◆ Work instructions: Produce an exact copy of the lines from the line that contains "Could you please pick out the rigging" to the end of the listing below.

◆ Data for this task:
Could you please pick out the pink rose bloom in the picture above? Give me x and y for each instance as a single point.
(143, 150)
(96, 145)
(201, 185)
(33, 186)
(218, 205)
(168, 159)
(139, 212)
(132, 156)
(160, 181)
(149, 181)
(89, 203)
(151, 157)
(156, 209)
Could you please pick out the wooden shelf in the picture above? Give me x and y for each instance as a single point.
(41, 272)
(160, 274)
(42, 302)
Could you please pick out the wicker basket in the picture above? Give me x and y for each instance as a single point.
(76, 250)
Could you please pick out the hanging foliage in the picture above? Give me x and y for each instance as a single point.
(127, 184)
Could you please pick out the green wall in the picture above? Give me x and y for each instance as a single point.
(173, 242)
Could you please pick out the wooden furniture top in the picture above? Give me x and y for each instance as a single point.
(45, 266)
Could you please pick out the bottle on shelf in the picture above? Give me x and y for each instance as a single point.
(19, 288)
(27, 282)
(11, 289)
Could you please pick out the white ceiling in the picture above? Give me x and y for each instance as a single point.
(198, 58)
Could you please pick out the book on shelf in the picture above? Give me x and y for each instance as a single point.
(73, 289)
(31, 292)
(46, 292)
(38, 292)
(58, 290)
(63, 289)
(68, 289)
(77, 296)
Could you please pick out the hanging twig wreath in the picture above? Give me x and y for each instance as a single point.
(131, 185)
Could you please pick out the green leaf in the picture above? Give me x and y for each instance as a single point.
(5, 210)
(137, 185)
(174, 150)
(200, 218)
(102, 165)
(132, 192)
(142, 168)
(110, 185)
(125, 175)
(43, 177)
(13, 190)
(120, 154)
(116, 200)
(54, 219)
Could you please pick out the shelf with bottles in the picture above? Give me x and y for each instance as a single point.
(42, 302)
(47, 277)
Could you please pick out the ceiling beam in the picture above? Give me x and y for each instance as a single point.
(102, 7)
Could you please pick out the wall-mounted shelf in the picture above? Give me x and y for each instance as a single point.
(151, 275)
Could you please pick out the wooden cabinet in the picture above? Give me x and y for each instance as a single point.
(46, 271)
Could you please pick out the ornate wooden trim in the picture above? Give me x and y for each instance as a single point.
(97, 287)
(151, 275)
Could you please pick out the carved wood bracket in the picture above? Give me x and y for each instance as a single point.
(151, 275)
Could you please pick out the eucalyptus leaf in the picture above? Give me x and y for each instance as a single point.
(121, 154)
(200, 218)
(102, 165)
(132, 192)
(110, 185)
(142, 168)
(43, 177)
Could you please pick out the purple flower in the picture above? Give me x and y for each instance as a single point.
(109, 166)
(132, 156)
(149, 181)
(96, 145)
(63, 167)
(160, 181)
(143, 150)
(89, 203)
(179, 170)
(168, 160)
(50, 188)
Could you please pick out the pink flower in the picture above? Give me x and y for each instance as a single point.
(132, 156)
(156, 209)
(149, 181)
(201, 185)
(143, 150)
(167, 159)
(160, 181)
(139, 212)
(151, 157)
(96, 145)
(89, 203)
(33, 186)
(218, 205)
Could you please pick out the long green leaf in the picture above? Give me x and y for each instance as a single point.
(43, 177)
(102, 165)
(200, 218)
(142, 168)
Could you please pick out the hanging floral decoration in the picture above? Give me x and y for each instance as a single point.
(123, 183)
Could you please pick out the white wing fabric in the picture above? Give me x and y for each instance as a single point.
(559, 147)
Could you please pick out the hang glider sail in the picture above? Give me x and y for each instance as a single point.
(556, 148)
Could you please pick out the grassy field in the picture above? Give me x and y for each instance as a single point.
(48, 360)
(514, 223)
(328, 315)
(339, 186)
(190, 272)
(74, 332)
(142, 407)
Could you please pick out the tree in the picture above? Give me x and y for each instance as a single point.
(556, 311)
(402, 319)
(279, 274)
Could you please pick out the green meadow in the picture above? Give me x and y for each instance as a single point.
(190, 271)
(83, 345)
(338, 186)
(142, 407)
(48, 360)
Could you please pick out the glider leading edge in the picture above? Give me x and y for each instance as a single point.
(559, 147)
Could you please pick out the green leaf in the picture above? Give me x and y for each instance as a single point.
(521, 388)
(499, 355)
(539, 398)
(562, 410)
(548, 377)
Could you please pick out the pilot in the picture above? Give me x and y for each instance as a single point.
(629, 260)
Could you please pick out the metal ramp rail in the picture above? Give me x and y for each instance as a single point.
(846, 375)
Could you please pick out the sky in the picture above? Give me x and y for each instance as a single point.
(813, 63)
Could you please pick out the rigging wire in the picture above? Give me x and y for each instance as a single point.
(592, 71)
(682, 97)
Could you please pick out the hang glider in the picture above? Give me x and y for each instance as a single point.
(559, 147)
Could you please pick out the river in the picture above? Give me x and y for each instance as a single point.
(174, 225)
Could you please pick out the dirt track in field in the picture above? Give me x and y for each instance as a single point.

◆ Response to the exercise:
Could you please pick out the rigging wire in the picture above? Give me x and y for each instance as a single point.
(592, 71)
(682, 97)
Could you please pick out the hang glider in the picture above? Give me x and y for each instance as a single point.
(559, 147)
Could you please pick out the river in the picture above? Give me x and y for each instance as a single point.
(174, 225)
Could you please pick out the dirt track in field in the picture above? Give me x and y for each instance as a single point.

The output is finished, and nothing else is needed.